▸ **Texto de leitura**:
-------------------------

Ao lançar um olhar para o passado, o professor reconhece o vigor do desenvolvimento da FCM, do complexo hospitalar e da Unicamp como um todo. Na área médica, ele gosta de lembrar especialmente da atenção dada à área de ginecologia, que cresceu muito dentro do HC, tanto que, como ele mesmo diz, constituiu-se no que atualmente é o Centro de Atenção Integral à Saúde da Mulher (Caism). A unidade leva o nome do médico e ex-reitor José Aristodemo Pinotti, seu idealizador.

Na época em que foi criado, o Caism foi uma inovação. Segundo João Luiz, inicialmente, os gestores da faculdade resistiram à implantação do projeto, proposto por um grupo de docentes do Departamento de Tocoginecologia. “Diziam que nem bem havia sido construído um hospital e já se planejava outro. Felizmente, o projeto foi em frente. A Unicamp passou a ter um hospital dedicado à mulher, que se tornou referência para o Sistema Único de Saúde (SUS)”, afirma.

-------------------------

▸ **Trechos dos registros**:
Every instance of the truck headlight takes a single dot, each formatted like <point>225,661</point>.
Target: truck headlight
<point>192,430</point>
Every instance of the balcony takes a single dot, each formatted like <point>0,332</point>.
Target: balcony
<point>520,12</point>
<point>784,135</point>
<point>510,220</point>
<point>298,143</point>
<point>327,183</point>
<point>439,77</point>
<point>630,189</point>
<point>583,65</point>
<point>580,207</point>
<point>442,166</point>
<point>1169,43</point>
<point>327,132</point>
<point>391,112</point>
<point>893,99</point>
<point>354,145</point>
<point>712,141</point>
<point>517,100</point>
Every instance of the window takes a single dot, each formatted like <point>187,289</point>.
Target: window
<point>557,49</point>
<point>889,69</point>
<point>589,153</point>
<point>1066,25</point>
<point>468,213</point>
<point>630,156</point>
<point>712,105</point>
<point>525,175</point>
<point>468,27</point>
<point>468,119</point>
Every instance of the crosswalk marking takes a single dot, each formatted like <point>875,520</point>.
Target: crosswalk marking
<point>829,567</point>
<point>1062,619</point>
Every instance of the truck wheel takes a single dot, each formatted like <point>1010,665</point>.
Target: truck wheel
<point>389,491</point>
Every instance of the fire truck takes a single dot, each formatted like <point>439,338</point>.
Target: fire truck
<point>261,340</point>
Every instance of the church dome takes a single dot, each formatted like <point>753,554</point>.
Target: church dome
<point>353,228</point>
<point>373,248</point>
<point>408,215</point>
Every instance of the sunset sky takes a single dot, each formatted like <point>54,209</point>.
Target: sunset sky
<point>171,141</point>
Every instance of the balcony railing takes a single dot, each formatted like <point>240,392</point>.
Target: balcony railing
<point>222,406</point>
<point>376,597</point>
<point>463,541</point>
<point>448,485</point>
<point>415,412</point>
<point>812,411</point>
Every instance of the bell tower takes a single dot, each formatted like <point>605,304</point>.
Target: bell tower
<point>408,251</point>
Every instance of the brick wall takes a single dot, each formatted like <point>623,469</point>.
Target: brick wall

-------------------------

▸ **Tarefa a fazer**:
Responda com base no texto sobre o Caism:
1. De qual médico e ex-reitor o Caism leva o nome?
2. Qual grupo propôs o projeto do Caism?
3. Para qual sistema o hospital dedicado à mulher se tornou referência?

▸ **Resposta da tarefa**:
1. José Aristodemo Pinotti.
2. Um grupo de docentes do Departamento de Tocoginecologia.
3. O Sistema Único de Saúde (SUS).